start EXERCISE DATA

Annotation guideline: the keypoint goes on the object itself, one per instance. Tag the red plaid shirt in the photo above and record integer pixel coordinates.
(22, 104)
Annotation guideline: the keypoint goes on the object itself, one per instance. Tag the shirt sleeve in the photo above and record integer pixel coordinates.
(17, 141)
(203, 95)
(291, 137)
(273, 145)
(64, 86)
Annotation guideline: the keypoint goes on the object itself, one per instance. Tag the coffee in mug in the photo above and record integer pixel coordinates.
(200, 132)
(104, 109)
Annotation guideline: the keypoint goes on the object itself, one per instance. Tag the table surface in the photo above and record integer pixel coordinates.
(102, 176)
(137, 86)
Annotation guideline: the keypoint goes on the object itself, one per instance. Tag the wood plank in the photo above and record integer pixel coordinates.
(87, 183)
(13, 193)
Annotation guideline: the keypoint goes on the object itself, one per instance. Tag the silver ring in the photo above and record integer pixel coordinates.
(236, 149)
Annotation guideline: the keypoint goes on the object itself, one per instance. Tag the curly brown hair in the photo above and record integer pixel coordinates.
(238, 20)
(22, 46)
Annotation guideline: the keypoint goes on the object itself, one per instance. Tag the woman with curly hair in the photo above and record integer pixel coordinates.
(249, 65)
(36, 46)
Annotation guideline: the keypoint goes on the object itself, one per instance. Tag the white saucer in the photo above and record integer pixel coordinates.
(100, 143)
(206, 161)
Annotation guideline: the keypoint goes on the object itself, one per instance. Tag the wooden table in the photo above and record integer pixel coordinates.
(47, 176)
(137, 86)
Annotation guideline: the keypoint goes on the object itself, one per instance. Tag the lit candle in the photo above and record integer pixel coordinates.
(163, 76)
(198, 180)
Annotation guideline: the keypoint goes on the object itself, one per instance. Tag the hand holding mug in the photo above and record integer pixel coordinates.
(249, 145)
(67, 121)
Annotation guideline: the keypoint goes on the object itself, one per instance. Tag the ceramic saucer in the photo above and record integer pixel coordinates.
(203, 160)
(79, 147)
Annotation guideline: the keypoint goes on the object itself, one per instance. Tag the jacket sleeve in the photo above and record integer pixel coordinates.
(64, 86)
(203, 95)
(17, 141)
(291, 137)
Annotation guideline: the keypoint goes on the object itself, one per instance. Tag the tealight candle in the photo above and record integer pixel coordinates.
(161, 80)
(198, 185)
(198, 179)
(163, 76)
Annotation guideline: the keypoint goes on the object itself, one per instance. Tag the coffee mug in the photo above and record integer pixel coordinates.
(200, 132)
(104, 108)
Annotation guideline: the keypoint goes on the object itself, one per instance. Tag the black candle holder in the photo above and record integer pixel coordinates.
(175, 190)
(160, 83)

end EXERCISE DATA

- [SET EXERCISE] Only the lines from the one containing "Tag the hand" to the end of the data should be printed, exactly as they stand.

- [EXPECTED ANSWER]
Annotation guideline: the keypoint goes on the object itself, one per instance. Tag the hand holding mug in the photo above and record integer pixel coordinates.
(249, 145)
(67, 121)
Annotation guideline: the keypoint goes on the object itself, one per instance. Tag the ceramic saucer in the photo above and record integer pixel coordinates.
(203, 160)
(79, 147)
Annotation guideline: the keypoint goes on the object itself, one per instance. Tag the jacket sleeve in the photo above and record integer pixel coordinates.
(64, 86)
(203, 95)
(17, 141)
(291, 137)
Annotation guideline: the keypoint goes on the object itself, one per instance. Tag the tealight candle in the photo above and record integer pixel coordinates.
(161, 80)
(198, 185)
(198, 179)
(163, 76)
Annotation guideline: the keypoint goes on the object itself, one per instance. Tag the coffee mug in the photo above and record integer pixel coordinates.
(200, 132)
(104, 108)
Annotation guideline: the keypoint goes on the object itself, one per instance. Tag the black candle holder in the photo above and record integer pixel coordinates.
(175, 190)
(160, 83)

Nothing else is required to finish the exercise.